Le juriste d’entreprise du 21ème siècle dispose d’une déontologie, bien que la profession ne soit pas réglementée. Pour autant, celle-ci n’était pas très formalisée.
Lorsque l’on demande aux juristes d’entreprise s’ils sont prêts à se revêtir de règles guidant leur conduite dans tous les aspects de leur métier, c’est-à-dire s’ils sont prêts à adopter une déontologie, tous hochent au moins la tête. Les plus enthousiastes appuient la nécessité d’une telle avancée, les plus pessimistes sont, au pire, indifférents, considérant qu’ils n’ont pas besoin de règles écrites. Hélas ! En France, le droit mou, ou coutumier, n’a que peu de place, et la profession de juriste d’entreprise ne peut être une profession à part entière que si elle est capable de s’organiser, autour de règles, notamment déontologiques. Mais réglementer une profession sans l’aide du législateur est une tâche ardue.
Néanmoins, deux associations essaient de créer une cohésion parmi les juristes d’entreprise, et de leur faire comprendre l’importance de se regrouper et d’adopter un texte déontologique : l’Association française des juristes d’entreprise (AFJE), en France, et l’Association européenne des juristes d’entreprise (ECLA), en Europe. Que proposent-elles ?
I – DÉONTOLOGIE DES JURISTES D’ENTREPRISE : CE QUI A ÉTÉ FAIT
Un code de déontologie commun à tous les juristes d’entreprise existe : celui de l’AFJE. Six règles simples recouvrent les fondamentaux de la profession : indépendance intellectuelle, honneur et dignité, discrétion et confidentialité, discernement, diligence, loyauté, confraternité. Ce code est accepté par tous les membres de l’AFJE, qui représente plus d’un quart des juristes d’entreprise de France.

──────────────────────────────

_Problème à résoudre_: Rédigez la suite du texte ci-dessus sur la déontologie des juristes d'entreprise, en reprenant juste après sa dernière phrase.

_Liste_:
──────────────────────────────

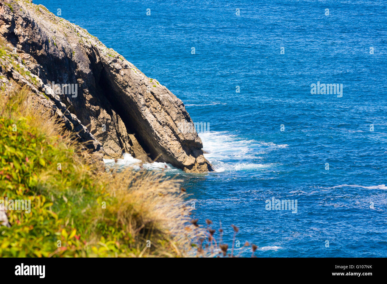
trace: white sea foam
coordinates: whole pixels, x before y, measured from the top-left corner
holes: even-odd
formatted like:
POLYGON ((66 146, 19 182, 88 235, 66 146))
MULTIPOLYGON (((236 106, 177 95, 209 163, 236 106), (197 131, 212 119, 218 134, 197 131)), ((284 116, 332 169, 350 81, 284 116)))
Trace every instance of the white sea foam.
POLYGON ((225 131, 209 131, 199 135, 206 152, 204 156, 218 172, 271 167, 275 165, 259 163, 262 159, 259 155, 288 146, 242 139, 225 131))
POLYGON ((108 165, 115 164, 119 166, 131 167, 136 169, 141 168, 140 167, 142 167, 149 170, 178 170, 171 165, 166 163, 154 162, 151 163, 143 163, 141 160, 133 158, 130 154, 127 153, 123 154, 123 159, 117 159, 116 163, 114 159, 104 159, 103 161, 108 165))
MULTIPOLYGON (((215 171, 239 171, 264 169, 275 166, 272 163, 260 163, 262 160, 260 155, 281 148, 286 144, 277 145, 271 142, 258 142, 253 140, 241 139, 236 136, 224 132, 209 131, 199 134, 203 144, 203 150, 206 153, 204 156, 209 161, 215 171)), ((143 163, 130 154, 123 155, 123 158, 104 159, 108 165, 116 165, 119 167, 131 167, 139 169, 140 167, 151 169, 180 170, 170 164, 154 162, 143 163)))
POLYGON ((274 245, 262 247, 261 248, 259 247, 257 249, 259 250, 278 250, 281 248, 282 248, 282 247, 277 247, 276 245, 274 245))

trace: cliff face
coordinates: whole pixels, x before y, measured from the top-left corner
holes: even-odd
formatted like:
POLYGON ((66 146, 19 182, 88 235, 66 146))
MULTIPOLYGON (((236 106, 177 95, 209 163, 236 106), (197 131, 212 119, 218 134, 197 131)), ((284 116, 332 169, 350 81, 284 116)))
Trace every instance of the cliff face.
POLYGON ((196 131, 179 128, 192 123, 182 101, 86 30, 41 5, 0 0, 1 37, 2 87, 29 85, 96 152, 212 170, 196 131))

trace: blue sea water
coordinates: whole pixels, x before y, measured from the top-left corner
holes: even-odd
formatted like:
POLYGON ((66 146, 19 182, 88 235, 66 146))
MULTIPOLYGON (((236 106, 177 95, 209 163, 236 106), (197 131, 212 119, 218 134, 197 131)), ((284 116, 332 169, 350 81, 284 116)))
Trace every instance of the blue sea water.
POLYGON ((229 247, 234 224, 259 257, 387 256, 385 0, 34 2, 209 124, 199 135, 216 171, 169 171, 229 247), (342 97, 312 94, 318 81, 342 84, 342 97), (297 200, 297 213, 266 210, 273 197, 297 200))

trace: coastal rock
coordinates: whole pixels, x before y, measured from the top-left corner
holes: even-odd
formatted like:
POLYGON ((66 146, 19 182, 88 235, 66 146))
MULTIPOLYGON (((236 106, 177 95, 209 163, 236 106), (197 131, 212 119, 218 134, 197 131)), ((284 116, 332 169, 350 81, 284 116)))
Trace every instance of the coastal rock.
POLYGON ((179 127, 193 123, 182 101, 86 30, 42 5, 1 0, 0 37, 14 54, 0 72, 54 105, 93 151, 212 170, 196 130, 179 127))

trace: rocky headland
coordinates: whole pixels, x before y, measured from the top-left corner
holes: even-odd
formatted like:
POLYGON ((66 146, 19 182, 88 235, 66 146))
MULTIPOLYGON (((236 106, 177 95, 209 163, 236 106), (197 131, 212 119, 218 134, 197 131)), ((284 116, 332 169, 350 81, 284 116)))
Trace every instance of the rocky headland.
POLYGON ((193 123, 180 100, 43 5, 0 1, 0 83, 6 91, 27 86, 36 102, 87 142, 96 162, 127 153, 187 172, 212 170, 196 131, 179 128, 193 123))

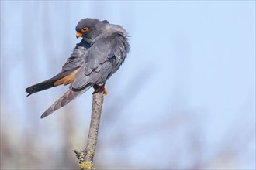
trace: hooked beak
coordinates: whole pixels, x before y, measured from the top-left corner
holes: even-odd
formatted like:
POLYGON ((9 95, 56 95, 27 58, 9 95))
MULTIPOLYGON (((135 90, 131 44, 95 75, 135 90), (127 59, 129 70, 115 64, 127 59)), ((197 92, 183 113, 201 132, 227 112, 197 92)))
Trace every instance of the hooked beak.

──────────────────────────────

_Problème résolu_:
L’Association a toutefois souhaité aller plus loin. En effet, le 3 avril 2014, elle a lancé une consultation publique auprès de ses membres, mais aussi auprès d’autres associations interprofessionnelles, comme le Medef ou l’AFEP, auprès des universités, et auprès des juristes en général et de tout tiers intéressé.
Cette consultation porte sur un avant-projet de refonte du code déjà mis en place. Le document présenté est le fruit d’un travail de dix mois mené par le comité de déontologie de l’AFJE et suivi par le conseil d’administration, qui ont comparé les règles guidant le juriste d’entreprise avec celles adoptées par d’autres professions réglementées, juridiques ou non. Les articles publiés sont au nombre de dix, et structurent la profession, en rappelant les règles fondatrices de la déontologie du juriste d’entreprise.
Ainsi, le métier de juriste d’entreprise obtient une définition générale, en son article 1er. A l’indépendance (article 2) et à la confidentialité (article 3), s’ajoutent notamment des règles concernant les conflits d’intérêts (article 4), la qualité des avis, conseils et solutions (article 5), la direc- tion des équipes (article 7), le développement des compétences (article 8) et la confraternité (article 9). L’article 2 est dédié aux principes généraux du métier de juriste d’entreprise, plus développés que dans la version antérieure.
Les avis concernant cet avant-projet de code de déontologie ont été recueillis jusqu’au 30 avril 2014, et sont en cours d’analyse par le comité de déontologie et le conseil d’administration.
Hors de France, la profession se mobilise aussi. L’ECLA est actuellement en cours de préparation d’un code de déontologie applicable à l’ensemble de ses membres, soit les juristes d’entreprise composant 19 associations représentatives des juristes d’entreprise en Europe. La difficulté est toute autre concernant ce code européen : les Etats membres de l’ECLA se sont déjà dotés d’un code de déontologie obligatoire pour la profession de juriste d’entreprise au plan national.
Malgré la contrainte apparente, l’on remarque que les points fondamentaux sont les mêmes. Ce code devrait bientôt voir le jour, sous le mandat de Philippe Coen, Président d’ECLA, et… Français.
II – DÉONTOLOGIE DES JURISTES D’ENTREPRISE : CE QU’IL RESTE À FAIRE
Un code de déontologie existe en France, et il sera bientôt enrichi, une fois aboutie sa refonte. Un code européen verra bientôt le jour. Que demander de plus ?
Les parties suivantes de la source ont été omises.